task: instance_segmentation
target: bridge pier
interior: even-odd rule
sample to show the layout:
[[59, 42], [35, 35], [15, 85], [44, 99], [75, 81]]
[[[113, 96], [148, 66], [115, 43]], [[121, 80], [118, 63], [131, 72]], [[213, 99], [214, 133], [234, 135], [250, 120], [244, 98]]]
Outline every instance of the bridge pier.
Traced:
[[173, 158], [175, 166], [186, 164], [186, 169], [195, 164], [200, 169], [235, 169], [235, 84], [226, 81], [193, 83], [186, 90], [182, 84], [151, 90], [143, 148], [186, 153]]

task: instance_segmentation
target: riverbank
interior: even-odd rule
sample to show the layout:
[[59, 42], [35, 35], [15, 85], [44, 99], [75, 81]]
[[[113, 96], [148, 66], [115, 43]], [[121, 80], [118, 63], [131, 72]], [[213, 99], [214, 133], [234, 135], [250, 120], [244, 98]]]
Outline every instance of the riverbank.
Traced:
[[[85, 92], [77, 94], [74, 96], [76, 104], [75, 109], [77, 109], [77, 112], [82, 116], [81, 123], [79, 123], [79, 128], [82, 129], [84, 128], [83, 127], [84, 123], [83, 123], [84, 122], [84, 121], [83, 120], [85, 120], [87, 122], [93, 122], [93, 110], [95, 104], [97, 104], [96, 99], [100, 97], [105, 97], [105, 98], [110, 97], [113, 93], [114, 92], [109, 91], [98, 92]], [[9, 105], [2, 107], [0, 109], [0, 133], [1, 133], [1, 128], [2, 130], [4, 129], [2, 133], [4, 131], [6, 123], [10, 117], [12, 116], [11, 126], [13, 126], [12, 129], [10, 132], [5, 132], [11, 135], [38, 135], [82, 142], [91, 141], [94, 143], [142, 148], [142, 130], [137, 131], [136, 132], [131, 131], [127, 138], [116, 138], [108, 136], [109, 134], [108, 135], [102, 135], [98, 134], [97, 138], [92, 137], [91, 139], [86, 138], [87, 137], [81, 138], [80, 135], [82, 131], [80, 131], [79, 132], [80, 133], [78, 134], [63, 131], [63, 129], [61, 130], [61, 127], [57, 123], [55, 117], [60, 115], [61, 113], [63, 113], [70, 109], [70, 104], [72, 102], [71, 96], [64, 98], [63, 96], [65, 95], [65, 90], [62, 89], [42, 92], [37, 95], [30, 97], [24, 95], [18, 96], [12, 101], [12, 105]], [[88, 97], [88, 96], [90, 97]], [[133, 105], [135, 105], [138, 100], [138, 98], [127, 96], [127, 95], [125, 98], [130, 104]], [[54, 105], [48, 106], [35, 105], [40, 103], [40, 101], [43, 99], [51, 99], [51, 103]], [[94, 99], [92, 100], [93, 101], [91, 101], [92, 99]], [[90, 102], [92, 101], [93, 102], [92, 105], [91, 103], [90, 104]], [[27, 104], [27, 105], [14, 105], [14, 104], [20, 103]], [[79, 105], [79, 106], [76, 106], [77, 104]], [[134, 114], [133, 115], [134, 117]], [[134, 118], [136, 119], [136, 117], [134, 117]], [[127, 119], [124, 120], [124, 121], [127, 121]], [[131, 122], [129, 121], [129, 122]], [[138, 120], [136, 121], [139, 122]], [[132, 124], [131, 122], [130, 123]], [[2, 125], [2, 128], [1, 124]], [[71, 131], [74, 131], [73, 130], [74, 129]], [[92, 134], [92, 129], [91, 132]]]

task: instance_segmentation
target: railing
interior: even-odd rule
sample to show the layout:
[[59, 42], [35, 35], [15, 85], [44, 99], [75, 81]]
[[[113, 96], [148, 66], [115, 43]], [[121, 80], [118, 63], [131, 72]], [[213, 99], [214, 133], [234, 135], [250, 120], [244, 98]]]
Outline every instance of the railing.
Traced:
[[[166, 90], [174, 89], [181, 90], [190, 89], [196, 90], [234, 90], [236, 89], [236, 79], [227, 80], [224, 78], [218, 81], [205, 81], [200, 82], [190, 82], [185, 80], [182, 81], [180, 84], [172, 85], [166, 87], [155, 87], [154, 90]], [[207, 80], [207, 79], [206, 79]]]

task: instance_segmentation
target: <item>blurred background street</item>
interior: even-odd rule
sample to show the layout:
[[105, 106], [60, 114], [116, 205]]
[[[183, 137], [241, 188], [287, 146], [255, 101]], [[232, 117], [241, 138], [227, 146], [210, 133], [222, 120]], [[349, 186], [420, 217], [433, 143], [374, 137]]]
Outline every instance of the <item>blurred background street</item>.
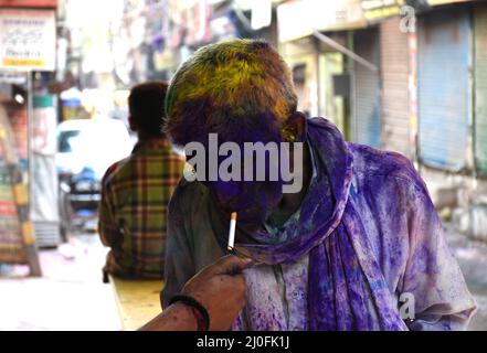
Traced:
--
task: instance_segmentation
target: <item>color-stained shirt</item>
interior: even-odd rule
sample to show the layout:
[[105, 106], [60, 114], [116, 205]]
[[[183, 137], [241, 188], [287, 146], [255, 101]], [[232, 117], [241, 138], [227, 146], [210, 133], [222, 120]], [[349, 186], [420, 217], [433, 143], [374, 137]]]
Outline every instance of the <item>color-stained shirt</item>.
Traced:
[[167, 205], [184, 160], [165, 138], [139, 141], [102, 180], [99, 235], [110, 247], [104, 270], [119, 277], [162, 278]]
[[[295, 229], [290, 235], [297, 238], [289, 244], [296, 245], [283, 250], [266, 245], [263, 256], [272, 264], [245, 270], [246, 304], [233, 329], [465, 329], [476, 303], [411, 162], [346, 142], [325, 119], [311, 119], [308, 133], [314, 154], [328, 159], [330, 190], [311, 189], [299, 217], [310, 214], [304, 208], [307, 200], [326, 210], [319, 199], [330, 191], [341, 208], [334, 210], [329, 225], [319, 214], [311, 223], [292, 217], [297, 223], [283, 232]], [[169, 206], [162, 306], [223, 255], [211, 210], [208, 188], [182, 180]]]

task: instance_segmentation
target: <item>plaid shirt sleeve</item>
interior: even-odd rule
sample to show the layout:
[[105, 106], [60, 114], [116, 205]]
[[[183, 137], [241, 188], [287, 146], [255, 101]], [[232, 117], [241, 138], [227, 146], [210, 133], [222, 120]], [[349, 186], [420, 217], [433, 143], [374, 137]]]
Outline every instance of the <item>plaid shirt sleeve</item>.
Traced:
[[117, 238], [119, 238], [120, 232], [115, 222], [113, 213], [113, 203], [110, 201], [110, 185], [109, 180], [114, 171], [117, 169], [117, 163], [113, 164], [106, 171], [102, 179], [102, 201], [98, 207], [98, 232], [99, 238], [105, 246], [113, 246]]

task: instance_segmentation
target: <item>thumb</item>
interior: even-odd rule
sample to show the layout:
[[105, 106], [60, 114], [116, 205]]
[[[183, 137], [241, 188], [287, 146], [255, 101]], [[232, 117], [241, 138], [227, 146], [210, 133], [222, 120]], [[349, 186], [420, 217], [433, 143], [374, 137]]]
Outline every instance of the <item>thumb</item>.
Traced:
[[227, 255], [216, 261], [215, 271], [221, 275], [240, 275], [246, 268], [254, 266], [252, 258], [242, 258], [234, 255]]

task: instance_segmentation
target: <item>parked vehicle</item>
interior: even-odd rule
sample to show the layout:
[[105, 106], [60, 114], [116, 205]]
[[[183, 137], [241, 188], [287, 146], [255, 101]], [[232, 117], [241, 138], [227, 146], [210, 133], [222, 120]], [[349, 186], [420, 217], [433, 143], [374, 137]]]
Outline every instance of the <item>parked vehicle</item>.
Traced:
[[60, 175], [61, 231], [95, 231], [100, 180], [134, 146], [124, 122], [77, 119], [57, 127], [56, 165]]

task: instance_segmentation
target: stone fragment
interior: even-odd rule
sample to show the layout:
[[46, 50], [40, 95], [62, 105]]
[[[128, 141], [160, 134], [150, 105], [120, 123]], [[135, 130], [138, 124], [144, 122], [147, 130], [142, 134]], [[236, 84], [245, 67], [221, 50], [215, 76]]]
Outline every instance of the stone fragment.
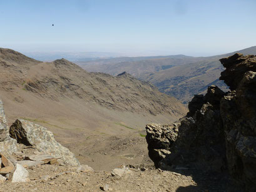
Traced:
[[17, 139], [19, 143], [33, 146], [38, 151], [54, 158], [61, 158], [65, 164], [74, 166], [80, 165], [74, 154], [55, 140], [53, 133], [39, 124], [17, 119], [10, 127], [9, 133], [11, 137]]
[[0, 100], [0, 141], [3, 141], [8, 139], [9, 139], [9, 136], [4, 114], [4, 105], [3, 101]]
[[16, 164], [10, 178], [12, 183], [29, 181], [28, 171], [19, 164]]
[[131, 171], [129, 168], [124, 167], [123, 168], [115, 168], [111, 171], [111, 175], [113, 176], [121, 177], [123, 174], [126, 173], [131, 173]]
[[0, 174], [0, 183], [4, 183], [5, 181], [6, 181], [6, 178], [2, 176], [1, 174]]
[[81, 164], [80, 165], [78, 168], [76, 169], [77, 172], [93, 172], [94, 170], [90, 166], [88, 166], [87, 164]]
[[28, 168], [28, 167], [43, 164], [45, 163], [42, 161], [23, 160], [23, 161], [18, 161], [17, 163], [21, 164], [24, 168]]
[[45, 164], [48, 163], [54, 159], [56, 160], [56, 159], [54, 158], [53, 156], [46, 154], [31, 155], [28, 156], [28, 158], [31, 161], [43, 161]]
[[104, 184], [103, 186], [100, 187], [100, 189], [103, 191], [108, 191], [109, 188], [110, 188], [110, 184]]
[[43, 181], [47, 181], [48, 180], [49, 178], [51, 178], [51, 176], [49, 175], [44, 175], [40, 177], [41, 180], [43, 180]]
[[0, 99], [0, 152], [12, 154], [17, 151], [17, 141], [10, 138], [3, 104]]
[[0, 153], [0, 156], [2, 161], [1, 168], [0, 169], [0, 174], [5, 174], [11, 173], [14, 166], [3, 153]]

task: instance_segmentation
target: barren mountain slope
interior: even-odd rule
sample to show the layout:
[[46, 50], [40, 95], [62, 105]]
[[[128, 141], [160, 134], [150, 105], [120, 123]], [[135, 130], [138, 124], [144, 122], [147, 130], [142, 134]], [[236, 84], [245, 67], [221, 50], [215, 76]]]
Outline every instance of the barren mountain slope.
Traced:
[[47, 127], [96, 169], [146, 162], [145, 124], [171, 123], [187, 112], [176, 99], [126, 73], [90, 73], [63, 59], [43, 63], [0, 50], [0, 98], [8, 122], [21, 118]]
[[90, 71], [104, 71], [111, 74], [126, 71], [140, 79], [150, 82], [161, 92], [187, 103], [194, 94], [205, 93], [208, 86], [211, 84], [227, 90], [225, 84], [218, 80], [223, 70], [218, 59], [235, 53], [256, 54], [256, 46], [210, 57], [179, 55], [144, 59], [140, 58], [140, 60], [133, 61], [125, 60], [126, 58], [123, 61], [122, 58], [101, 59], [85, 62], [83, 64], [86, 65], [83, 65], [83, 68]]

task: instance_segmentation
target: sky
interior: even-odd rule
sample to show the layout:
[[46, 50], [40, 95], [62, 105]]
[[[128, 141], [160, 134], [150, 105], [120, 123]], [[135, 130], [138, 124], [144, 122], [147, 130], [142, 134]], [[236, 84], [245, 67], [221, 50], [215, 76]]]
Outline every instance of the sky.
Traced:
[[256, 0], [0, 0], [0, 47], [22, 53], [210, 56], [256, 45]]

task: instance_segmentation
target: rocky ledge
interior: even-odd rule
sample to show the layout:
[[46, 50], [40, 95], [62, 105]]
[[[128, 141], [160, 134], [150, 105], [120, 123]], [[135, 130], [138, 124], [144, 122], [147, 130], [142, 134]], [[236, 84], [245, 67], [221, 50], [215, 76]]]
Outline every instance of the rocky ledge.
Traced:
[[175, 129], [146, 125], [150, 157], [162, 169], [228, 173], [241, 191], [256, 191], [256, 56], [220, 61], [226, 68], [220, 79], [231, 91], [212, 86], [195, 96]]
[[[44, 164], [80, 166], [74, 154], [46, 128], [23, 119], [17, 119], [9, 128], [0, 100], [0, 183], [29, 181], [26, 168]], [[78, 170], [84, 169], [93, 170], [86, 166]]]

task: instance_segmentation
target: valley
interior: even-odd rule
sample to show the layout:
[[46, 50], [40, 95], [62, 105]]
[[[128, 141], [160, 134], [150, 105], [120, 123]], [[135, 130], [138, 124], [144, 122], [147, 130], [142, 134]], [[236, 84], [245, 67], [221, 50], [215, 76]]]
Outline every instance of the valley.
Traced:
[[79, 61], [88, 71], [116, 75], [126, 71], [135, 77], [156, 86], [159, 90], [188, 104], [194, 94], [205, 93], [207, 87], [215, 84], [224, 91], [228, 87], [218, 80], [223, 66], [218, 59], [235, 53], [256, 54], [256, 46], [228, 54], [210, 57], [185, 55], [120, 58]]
==
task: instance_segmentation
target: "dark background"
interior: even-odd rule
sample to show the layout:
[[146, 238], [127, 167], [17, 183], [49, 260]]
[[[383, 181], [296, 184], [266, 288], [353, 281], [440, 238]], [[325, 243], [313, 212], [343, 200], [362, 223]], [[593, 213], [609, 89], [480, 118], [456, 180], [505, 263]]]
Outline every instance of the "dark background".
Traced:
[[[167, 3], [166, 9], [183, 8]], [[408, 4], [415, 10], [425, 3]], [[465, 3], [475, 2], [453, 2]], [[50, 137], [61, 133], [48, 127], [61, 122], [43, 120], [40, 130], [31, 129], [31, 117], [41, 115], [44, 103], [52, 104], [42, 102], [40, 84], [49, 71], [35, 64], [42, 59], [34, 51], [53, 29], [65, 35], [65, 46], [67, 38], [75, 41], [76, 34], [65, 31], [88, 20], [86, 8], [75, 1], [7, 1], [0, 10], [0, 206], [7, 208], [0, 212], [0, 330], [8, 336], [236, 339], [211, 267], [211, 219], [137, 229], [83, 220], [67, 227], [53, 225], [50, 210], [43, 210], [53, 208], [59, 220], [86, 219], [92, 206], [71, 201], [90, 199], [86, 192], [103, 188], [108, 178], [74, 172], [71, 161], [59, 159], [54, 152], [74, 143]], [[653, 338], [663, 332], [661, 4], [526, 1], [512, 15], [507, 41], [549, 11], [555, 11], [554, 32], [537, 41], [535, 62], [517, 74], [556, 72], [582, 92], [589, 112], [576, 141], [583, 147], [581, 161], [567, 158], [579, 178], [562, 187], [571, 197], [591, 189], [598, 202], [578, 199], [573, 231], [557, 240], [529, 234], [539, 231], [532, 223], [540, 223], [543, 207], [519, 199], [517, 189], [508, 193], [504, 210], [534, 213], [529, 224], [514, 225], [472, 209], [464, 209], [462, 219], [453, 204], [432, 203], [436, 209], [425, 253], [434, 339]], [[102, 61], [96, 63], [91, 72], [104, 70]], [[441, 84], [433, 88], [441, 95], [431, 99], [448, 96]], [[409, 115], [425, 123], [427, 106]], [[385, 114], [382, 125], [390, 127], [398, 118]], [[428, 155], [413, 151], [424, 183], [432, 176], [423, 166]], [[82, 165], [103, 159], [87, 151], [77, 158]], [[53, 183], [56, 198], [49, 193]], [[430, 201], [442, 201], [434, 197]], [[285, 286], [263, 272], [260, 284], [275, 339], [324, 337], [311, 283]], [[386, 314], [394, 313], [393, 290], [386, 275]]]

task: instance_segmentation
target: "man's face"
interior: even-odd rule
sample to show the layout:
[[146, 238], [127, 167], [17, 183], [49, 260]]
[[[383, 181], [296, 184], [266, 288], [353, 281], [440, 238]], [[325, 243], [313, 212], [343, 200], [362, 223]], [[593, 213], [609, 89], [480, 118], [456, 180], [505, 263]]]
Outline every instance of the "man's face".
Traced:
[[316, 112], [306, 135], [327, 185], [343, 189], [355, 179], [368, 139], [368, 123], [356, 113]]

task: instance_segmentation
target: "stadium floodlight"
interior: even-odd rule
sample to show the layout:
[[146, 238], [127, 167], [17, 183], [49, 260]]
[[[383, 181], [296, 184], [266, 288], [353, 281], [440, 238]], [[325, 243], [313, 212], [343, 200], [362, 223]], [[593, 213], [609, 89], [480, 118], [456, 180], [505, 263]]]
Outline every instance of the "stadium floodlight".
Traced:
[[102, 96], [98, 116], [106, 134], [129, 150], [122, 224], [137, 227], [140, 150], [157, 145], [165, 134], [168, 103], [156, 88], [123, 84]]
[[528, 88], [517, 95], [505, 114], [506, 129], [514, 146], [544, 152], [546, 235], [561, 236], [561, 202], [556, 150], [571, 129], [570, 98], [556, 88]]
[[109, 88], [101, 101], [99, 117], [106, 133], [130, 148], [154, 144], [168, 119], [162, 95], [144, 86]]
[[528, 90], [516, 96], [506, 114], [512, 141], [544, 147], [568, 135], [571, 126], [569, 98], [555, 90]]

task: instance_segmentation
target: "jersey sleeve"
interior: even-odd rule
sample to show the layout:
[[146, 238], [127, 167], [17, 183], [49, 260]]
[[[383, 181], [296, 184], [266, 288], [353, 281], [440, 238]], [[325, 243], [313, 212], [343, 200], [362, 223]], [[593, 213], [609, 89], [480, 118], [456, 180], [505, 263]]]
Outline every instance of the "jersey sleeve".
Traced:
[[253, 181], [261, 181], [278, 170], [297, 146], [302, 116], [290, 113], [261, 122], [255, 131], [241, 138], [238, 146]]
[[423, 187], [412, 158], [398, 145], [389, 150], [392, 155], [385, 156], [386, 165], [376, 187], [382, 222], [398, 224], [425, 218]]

Exercise goal ▸ Count the lines in the material above that contain the string "slope", treating uppercase and lowercase letters as different. Reply with the number alone.

Written answer ▸ 2